• **Stated exercise**:
Reproduce the full listing that appears beneath this instruction exactly.

• **Dataset rows on where objects appear**:
:::::
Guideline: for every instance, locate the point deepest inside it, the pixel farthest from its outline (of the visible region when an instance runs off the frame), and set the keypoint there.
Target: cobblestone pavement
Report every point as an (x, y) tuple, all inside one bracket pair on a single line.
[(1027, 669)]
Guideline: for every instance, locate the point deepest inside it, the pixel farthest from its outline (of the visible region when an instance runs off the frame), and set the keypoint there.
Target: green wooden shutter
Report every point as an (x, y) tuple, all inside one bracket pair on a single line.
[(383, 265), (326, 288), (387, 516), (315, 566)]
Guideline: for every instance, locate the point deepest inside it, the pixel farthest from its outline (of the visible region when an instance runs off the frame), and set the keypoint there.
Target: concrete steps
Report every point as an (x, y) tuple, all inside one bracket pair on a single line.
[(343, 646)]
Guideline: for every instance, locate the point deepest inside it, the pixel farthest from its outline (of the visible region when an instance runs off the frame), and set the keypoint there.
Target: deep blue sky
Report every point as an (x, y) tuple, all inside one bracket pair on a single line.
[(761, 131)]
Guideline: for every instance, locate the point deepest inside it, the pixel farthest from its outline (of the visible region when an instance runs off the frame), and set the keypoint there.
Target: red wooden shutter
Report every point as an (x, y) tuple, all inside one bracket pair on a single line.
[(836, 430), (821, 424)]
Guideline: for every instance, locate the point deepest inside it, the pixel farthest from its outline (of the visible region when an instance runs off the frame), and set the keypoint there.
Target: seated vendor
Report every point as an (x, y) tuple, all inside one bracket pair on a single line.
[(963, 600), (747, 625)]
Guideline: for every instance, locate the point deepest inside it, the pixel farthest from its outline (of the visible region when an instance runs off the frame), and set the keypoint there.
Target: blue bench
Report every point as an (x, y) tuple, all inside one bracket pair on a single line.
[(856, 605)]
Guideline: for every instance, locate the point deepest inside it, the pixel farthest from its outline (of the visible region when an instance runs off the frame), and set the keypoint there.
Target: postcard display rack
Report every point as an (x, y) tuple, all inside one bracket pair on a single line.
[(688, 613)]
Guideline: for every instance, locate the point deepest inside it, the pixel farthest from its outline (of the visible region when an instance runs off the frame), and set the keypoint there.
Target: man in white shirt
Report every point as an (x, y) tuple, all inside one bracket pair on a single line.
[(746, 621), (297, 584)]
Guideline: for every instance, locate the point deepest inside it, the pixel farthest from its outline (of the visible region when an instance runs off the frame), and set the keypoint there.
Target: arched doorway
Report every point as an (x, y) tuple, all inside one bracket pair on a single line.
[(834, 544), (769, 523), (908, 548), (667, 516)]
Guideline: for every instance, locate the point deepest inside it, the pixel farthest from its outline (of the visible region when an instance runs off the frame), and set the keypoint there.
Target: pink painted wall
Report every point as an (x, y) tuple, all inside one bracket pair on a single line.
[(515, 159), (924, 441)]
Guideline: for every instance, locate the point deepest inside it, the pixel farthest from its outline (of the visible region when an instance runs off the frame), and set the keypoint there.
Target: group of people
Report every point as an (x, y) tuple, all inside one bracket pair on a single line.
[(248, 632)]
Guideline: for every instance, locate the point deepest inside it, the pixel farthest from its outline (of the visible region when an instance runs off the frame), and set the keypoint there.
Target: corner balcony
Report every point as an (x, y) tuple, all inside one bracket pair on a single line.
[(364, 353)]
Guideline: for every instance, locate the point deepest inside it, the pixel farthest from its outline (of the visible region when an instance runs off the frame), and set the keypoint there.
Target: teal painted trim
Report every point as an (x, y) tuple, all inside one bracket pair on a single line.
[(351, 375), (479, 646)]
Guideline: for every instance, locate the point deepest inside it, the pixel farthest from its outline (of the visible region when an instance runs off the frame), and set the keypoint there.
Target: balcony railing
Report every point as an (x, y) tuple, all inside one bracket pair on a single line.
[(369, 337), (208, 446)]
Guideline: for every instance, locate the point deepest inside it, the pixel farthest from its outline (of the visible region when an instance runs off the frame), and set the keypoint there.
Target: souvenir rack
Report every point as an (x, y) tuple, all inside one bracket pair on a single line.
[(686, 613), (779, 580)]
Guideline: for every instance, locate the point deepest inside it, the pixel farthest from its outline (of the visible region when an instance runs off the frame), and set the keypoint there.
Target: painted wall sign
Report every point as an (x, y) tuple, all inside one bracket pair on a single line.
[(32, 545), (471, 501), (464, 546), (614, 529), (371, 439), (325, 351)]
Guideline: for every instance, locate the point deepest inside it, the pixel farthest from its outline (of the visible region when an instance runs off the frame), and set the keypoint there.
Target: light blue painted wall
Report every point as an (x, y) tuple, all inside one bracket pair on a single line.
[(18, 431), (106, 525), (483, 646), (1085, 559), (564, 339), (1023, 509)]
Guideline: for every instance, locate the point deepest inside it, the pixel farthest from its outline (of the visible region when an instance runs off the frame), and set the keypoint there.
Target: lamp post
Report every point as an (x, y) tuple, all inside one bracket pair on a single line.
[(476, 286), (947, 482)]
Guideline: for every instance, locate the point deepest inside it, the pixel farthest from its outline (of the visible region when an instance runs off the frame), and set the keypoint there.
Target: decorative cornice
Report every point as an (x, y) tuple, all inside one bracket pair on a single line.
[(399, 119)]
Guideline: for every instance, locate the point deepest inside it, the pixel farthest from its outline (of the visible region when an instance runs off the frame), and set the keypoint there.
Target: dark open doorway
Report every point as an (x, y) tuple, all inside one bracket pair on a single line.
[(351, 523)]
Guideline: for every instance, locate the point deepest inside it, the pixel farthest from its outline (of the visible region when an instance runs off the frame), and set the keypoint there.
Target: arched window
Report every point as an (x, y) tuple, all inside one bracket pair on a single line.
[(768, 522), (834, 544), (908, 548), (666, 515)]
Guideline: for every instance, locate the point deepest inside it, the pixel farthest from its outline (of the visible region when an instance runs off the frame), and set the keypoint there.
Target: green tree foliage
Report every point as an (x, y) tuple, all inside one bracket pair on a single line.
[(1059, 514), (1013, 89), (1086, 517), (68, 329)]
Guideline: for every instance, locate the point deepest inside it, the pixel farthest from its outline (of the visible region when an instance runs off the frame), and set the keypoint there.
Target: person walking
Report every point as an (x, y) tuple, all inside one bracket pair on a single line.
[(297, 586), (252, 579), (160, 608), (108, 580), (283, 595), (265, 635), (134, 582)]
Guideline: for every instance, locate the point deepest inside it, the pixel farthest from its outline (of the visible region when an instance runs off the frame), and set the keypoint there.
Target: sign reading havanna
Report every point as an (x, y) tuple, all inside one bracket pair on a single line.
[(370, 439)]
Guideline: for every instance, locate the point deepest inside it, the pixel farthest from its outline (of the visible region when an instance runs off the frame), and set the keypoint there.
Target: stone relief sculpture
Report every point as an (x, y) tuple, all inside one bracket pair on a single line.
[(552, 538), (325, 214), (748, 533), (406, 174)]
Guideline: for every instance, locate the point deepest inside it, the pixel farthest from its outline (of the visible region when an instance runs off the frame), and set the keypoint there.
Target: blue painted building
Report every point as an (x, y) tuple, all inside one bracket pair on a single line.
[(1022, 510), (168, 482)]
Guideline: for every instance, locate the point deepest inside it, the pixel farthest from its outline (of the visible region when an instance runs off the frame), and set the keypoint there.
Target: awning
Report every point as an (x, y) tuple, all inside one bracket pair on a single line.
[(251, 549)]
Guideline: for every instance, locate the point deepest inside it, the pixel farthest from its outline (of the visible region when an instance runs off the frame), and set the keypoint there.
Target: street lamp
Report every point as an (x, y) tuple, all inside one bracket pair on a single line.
:::::
• **Exercise answer**:
Guideline: for every instance, locate the point deepest inside it, the pixel farthest from its outline (of the visible region when an instance runs off the frame), and set the keypoint there.
Target: cobblestone pavement
Report every point as an (x, y) tuple, all inside one bracket pair on a single line.
[(1027, 669)]
Guideline: for every instance, locate the point deepest inside it, the pixel farthest from its outline (of the visible region when an instance runs off the frame), and set the keypoint there.
Target: green wooden shutter
Report every point as an (x, y) tuple, all inside one bracket pair on a single line.
[(383, 265), (326, 288), (387, 516), (315, 566)]
Guideline: for every instance, locate the point deepest inside it, the pixel farthest from its outline (of the visible region when an instance runs off the frame), and set the keypoint there.
Target: concrete steps
Report every point as an (x, y) tuple, all inside one bracket pair on a single line.
[(343, 646)]
Guideline: for every instance, locate the point deepest inside it, the pixel farthest from its outline (of the visible region when an instance runs off the frame), and set the keypoint there.
Target: deep blue sky
Report every point as an (x, y) tuple, all inside one bracket pair on a single line.
[(761, 131)]
Guideline: for every instance, locate the point deepest inside it, the pixel farthest from its outline (of the visible region when an instance runs off the frame), and set the keypoint there.
Target: red wooden shutter
Report every point as an (x, y) tuple, all inside one bracket pair on a single line.
[(836, 430), (821, 424)]
Guideline: for every instance, locate the point deepest inside it, the pixel farthest from its outline (of the visible region when an instance runs off the frame), and set the keypoint there.
Target: seated vendor
Report every point as an (x, y) tuple, all inside one bracket pair on a single line.
[(963, 600), (747, 625)]
Guideline: for every instance, locate the point deepest inside it, the pixel farthest from its outline (of the visible region when an instance runs off the frame), and set the keypoint there.
Target: blue bench
Report every point as an (x, y) tuple, all inside one bracket pair on a single line.
[(856, 605)]
Guideline: for every instance, locate the point deepest inside it, the pixel farthest from its outline (of the visible region when an instance runs off the frame), and set the keypoint there.
Target: postcard display rack
Report every point as an (x, y) tuple, all inside one bracket pair on a single line.
[(688, 613)]
Guideline: for every instance, locate the point deepest inside it, the pixel farthest from its outline (of the visible region when an instance runs off the frame), and set the keypoint there.
Target: man in white shirt
Report every point as an (x, y) tuple, all inside one bracket pair on a single line.
[(746, 621), (297, 584)]
Guideline: for every instance, locate the point deepest inside it, the pixel farthest from its outline (of the visible region when an instance runs off the frame), and set the keypoint there.
Target: arched doorway
Report every point as an (x, y) tuple, all inside one bracket pair on a single line.
[(834, 544), (769, 523), (908, 548), (667, 516)]
Guideline: for every instance, locate the point deepest inside it, the pixel farthest from its outline (of the visible region when an instance runs off the frame), and set the keypoint there.
Target: pink painted wall
Report every point as an (x, y) tuple, all inside one bracket pair on a single line.
[(515, 159), (924, 441)]
Guideline: for every instance, locate the point deepest inside it, the pixel farthest from its outline (of the visible region when an instance runs off the frame), and set the keypoint there.
Target: group of people
Report every point as an (x, y) tuple, all inside one bracket pair on a single line.
[(248, 632)]
Guideline: for every instance, locate the point deepest inside it, the pixel farthest from its outline (of the visible region when an instance runs off the frame), and set the keypoint there.
Target: corner balcony
Report every point as an (x, y) tuple, all inside one bracket pair on a single line.
[(364, 353)]
Guideline: for every instance, locate the point deepest inside it, the pixel farthest from its outline (of the visible region when an instance runs off the frame), and set the keypoint there.
Target: teal painted trim
Report every point as an (x, y) tuple, all inside one bracket pair on a single line.
[(351, 375), (479, 646)]
Guideline: for every instance, locate the point deepest inside it, the pixel farthest from its outline (of the visible region when an instance runs off the frame), and set the keypoint there.
Target: balcony railing
Report every point as an (x, y) tuple, all inside one bracket pair on a single line.
[(369, 337), (208, 446)]
Guideline: for every instance, locate the point deepest inside it, the pixel farthest from its outline (of the visible region when an instance runs off the frame), and set the keypoint there.
Target: souvenir rack
Report every point as an (x, y) tuple, all inside one bracket pair on a single line.
[(686, 613), (779, 580)]
Guideline: for every instance, locate the point deepest inside it, the pixel farthest from its outline (of the visible region when an instance runs off the frame), and set the keypoint there.
Target: painted wall sign
Report every point as an (x, y) tuple, all inside one bracket pair on a single line.
[(32, 545), (471, 501), (464, 546), (614, 529), (371, 439), (325, 351)]
Guideline: for every instance, locate the point deepest inside it, the pixel farthest from its outline (of the visible region when an instance runs off the frame), and set the keypoint there.
Target: light blue painted wall
Report every point as an (x, y) tuple, all inside one bracket pair on a single line.
[(18, 431), (106, 525), (483, 646), (1085, 559), (564, 339), (1023, 509)]
Guideline: for every instance, locate the point deepest inside it, the pixel farthest from its outline (of the visible region when an instance runs off the frame), and set the keypoint there.
Target: lamp post
Report every point as an (x, y) tuple, all inside one bracket pair on a single line.
[(476, 286), (947, 482)]
Guideline: for every instance, locate the point deepest inside it, the pixel farthest from its outline (of the visible region when an instance runs off the frame), and set the keypoint there.
Target: decorative cornice
Report every point as an (x, y) tuple, all inside one bracket pair on a single line.
[(399, 119)]
Guideline: for every instance, locate the point deepest inside it, the pixel farthest from its outline (of the visible region when an instance runs off the frame), and set the keypoint there.
Target: dark open doorway
Report every point as an (x, y) tuple, all inside one bracket pair on a single line.
[(351, 523)]
Guideline: for every instance, locate the point deepest inside it, the pixel farthest from its outline (of the visible region when an instance runs off the frame), and set the keypoint there.
Target: arched window
Report every point as an (x, y) tuple, all inside one bracket pair on a single line.
[(768, 522), (834, 544), (908, 548), (666, 515)]
Guideline: for every instance, locate the point deepest inside it, the pixel farthest from its outline (of the visible region when an instance runs off the frame), and set the keypoint there.
Target: green tree foliage
Report every point as an (x, y) tuple, all inside one bracket pair on a single line.
[(1059, 514), (1013, 89), (1086, 517), (68, 329)]
Guideline: for every instance, locate the point deepest inside it, the pixel farthest from its outline (of the visible region when an instance runs off the frame), and set the keypoint there.
Target: person walking
Report every point as an (x, y) tuple, all inside one bracket pair on a single line.
[(297, 586), (252, 579), (160, 608), (108, 580), (283, 595), (265, 635), (134, 582)]
Guideline: for every instance, locate the point deepest inside it, the pixel farthest from its outline (of the visible region when an instance runs off the frame), and set the keypoint there.
Target: sign reading havanna
Report every point as an (x, y) tuple, all inside one bracket pair on a single line.
[(370, 439)]
Guideline: for every instance, locate the point deepest inside it, the pixel farthest from its outline (of the visible region when an instance runs off the frame), and set the keypoint there.
Target: stone relief sculpture
Report every point as an (x, y) tuple, all inside one bracket pair on a single line.
[(552, 538), (325, 214), (748, 533), (406, 174)]
Guideline: for every instance, locate the point deepest inside it, the pixel farthest from its outline (of the visible region when an instance runs off the frame), and set the keypoint there.
Target: blue painted building
Report every point as an (x, y) tuple, all inside one bracket pair on a single line.
[(1022, 510), (168, 482)]
Guideline: for every instance, locate the point deepest inside it, the pixel farthest from its outline (of the visible region when an instance runs off the frame), and set the keypoint there.
Target: awning
Report every point as an (x, y) tuple, all inside one bracket pair on a single line.
[(251, 549)]
Guideline: for every instance, locate the point deepest inside it, the pixel farthest from its outline (of the visible region when an instance runs off the frame), and set the keypoint there.
Target: street lamp
Report every point as an (x, y) tuple, all inside one bracket pair on a single line.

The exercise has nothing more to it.